*GIVEN INSTRUCTION*
Output the full material exactly as it appears here.

Begin

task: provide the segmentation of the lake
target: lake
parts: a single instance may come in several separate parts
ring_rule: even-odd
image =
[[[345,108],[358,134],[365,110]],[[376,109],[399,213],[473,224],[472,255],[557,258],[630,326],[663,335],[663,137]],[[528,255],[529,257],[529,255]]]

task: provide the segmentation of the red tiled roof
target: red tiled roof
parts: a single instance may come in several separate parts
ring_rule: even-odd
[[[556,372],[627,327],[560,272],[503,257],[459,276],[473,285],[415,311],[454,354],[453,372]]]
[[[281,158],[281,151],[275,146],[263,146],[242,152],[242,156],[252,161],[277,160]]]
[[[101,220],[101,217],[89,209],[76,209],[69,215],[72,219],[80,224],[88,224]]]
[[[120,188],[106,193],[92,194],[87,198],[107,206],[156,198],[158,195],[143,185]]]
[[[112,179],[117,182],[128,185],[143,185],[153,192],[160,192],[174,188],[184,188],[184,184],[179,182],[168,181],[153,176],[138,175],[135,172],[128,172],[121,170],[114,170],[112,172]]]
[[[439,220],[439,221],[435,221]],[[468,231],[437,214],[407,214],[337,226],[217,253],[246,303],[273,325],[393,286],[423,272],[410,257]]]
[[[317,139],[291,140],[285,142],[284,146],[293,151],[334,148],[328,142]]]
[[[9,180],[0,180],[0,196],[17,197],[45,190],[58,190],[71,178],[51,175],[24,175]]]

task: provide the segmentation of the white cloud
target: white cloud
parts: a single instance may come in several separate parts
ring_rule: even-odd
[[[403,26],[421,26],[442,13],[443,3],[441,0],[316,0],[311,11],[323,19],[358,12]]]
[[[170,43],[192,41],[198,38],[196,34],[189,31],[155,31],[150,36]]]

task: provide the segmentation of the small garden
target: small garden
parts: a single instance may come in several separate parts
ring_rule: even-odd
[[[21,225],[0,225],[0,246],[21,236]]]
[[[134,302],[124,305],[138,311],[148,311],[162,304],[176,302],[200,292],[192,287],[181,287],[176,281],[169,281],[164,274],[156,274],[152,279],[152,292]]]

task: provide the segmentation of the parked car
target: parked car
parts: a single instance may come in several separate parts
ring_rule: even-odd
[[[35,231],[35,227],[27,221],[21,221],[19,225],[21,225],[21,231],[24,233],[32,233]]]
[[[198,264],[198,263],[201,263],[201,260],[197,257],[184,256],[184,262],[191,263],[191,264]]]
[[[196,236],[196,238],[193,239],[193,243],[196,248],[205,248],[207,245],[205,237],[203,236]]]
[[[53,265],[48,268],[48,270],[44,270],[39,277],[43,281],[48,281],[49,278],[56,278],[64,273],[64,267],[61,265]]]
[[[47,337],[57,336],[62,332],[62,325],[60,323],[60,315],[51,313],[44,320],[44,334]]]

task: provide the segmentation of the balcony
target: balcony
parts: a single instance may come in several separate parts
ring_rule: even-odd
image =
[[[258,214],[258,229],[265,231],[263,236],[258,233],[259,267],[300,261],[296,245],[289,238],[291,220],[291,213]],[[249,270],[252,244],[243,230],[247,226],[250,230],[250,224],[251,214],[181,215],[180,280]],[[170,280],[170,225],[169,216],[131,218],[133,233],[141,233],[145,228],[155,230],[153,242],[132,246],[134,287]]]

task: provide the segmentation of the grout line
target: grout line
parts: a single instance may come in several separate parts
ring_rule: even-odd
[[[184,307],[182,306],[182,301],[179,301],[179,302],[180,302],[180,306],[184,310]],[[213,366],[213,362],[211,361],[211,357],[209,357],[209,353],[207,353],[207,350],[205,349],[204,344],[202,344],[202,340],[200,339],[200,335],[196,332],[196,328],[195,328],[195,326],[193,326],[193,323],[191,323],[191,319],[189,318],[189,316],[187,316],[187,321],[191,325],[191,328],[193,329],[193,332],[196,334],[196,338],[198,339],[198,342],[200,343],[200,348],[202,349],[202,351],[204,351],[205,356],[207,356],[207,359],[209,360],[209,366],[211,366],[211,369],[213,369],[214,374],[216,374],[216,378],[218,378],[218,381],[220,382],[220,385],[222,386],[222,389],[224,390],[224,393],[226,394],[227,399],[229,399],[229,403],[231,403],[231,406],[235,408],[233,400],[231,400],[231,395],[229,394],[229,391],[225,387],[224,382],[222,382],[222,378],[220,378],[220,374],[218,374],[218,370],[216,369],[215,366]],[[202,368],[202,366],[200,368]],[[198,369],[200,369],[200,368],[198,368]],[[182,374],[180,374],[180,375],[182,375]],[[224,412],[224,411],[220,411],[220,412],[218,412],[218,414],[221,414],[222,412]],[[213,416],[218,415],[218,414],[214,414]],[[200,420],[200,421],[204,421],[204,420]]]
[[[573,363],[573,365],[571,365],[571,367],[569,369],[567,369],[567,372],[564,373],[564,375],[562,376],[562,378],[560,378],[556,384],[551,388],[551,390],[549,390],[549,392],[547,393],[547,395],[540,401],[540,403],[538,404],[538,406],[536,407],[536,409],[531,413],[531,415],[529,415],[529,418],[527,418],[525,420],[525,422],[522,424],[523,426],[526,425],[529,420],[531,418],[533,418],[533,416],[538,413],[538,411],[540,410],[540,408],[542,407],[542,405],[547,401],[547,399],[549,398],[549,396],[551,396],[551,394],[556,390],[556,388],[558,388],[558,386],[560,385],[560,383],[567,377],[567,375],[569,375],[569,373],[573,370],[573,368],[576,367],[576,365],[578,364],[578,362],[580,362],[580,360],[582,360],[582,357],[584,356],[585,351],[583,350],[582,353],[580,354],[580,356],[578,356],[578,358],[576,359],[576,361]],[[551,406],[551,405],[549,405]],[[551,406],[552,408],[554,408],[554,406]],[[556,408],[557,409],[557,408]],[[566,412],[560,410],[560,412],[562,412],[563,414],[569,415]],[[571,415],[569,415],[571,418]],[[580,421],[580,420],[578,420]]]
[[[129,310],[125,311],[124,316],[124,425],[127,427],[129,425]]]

End

*SOLUTION TO THIS EXERCISE*
task: provide the segmentation of the lake
target: lake
parts: a single instance may come in several separate parts
ring_rule: even-odd
image =
[[[345,108],[358,134],[365,110]],[[376,109],[399,213],[473,224],[472,255],[557,258],[630,326],[663,335],[663,137]],[[528,255],[529,257],[529,255]]]

task: provide the segmentation of the red tiled roof
target: red tiled roof
parts: a single instance may come in several separate parts
ring_rule: even-odd
[[[556,372],[627,327],[560,272],[503,257],[459,276],[473,285],[415,311],[454,354],[453,372]]]
[[[281,158],[281,151],[275,146],[263,146],[242,152],[242,156],[252,161],[277,160]]]
[[[101,220],[101,217],[89,209],[76,209],[69,215],[72,219],[80,224],[88,224]]]
[[[120,188],[106,193],[92,194],[87,198],[107,206],[156,198],[158,195],[143,185]]]
[[[112,179],[117,182],[128,185],[143,185],[153,192],[160,192],[174,188],[184,188],[184,184],[179,182],[168,181],[153,176],[138,175],[135,172],[128,172],[121,170],[114,170],[112,172]]]
[[[439,220],[439,221],[435,221]],[[468,231],[437,214],[407,214],[337,226],[217,253],[246,303],[273,325],[393,286],[423,272],[410,257]]]
[[[317,139],[291,140],[285,142],[284,146],[293,151],[334,148],[328,142]]]
[[[9,180],[0,180],[0,196],[17,197],[45,190],[58,190],[71,178],[51,175],[24,175]]]

task: provide the segmentation of the white cloud
target: white cloud
parts: a single instance may come in several separate parts
ring_rule: even-odd
[[[403,26],[421,26],[442,13],[443,3],[441,0],[316,0],[311,11],[323,19],[358,12]]]
[[[170,43],[192,41],[198,38],[196,34],[189,31],[155,31],[150,36]]]

task: provide the segmentation of the small garden
target: small garden
parts: a single instance may come in several separate parts
ring_rule: even-odd
[[[21,225],[0,225],[0,246],[21,236]]]
[[[134,302],[124,305],[138,311],[148,311],[162,304],[176,302],[200,292],[192,287],[181,287],[176,281],[169,281],[164,274],[156,274],[152,279],[152,292]]]

task: provide the segmentation of the parked car
target: parked car
parts: a single instance may come in several separate parts
ring_rule: even-odd
[[[35,231],[35,227],[27,221],[21,221],[19,225],[21,225],[21,231],[24,233],[32,233]]]
[[[198,264],[198,263],[201,263],[201,260],[197,257],[184,256],[184,262],[191,263],[191,264]]]
[[[196,236],[196,238],[193,239],[193,243],[196,248],[205,248],[207,245],[205,237],[203,236]]]
[[[53,265],[48,268],[48,270],[44,270],[39,277],[43,281],[48,281],[49,278],[56,278],[64,273],[64,267],[61,265]]]
[[[47,337],[57,336],[62,332],[62,325],[60,323],[60,315],[51,313],[44,320],[44,334]]]

task: provide the segmentation of the balcony
target: balcony
parts: a single instance may come in several separate parts
ring_rule: even-odd
image =
[[[258,214],[258,229],[265,231],[263,236],[258,233],[259,267],[300,261],[296,245],[289,238],[291,220],[291,213]],[[249,270],[252,244],[243,230],[247,226],[250,230],[250,224],[251,214],[181,215],[180,280]],[[170,280],[170,225],[169,216],[131,218],[133,233],[141,233],[145,228],[155,230],[153,242],[132,246],[134,287]]]

task: provide the segmentation of the grout line
target: grout line
parts: a single instance may come in several separate parts
ring_rule: even-odd
[[[184,307],[182,306],[182,301],[179,301],[179,302],[180,302],[180,306],[184,310]],[[213,366],[213,362],[211,361],[211,357],[209,357],[209,353],[207,353],[207,350],[205,349],[204,344],[202,344],[202,340],[200,339],[200,335],[196,332],[196,328],[195,328],[195,326],[193,326],[193,323],[191,323],[191,319],[189,318],[189,316],[187,316],[187,321],[191,325],[191,328],[193,329],[193,332],[196,334],[196,338],[198,339],[198,342],[200,343],[200,348],[202,349],[202,351],[204,351],[205,356],[207,356],[207,359],[209,360],[209,366],[211,366],[211,369],[213,369],[214,374],[216,374],[216,378],[218,378],[218,381],[220,382],[220,385],[222,386],[222,389],[224,390],[224,393],[226,394],[227,399],[229,399],[229,403],[231,403],[231,406],[235,408],[233,400],[231,400],[231,395],[229,394],[229,391],[225,387],[224,382],[222,382],[222,378],[220,378],[220,374],[218,374],[218,370],[216,369],[215,366]],[[202,368],[202,366],[200,368]],[[198,369],[200,369],[200,368],[198,368]],[[182,374],[180,374],[180,375],[182,375]],[[224,412],[224,411],[220,411],[220,412],[218,412],[218,414],[221,414],[222,412]],[[213,416],[218,415],[218,414],[214,414]],[[200,420],[200,421],[204,421],[204,420]]]
[[[573,363],[573,365],[571,365],[571,367],[569,369],[567,369],[567,372],[564,373],[564,375],[562,376],[562,378],[560,378],[556,384],[551,388],[551,390],[549,390],[549,392],[547,393],[547,395],[540,401],[540,403],[538,404],[538,406],[536,407],[536,409],[531,413],[531,415],[529,415],[529,418],[527,418],[525,420],[525,422],[522,424],[523,426],[526,425],[529,420],[531,418],[533,418],[533,416],[538,413],[538,411],[540,410],[540,408],[542,407],[542,405],[547,401],[547,399],[549,398],[549,396],[551,396],[551,394],[556,390],[556,388],[558,388],[558,386],[560,385],[560,383],[567,377],[567,375],[569,375],[569,373],[573,370],[573,368],[576,367],[576,365],[578,364],[578,362],[580,362],[580,360],[582,360],[582,357],[584,356],[585,351],[583,350],[582,353],[580,354],[580,356],[578,356],[578,358],[576,359],[576,361]],[[551,406],[551,405],[549,405]],[[551,406],[552,408],[554,408],[554,406]],[[556,408],[557,409],[557,408]],[[566,412],[560,410],[560,412],[562,412],[563,414],[569,415]],[[571,415],[569,415],[571,418]],[[580,421],[580,420],[578,420]]]
[[[129,310],[125,311],[124,316],[124,425],[127,427],[129,425]]]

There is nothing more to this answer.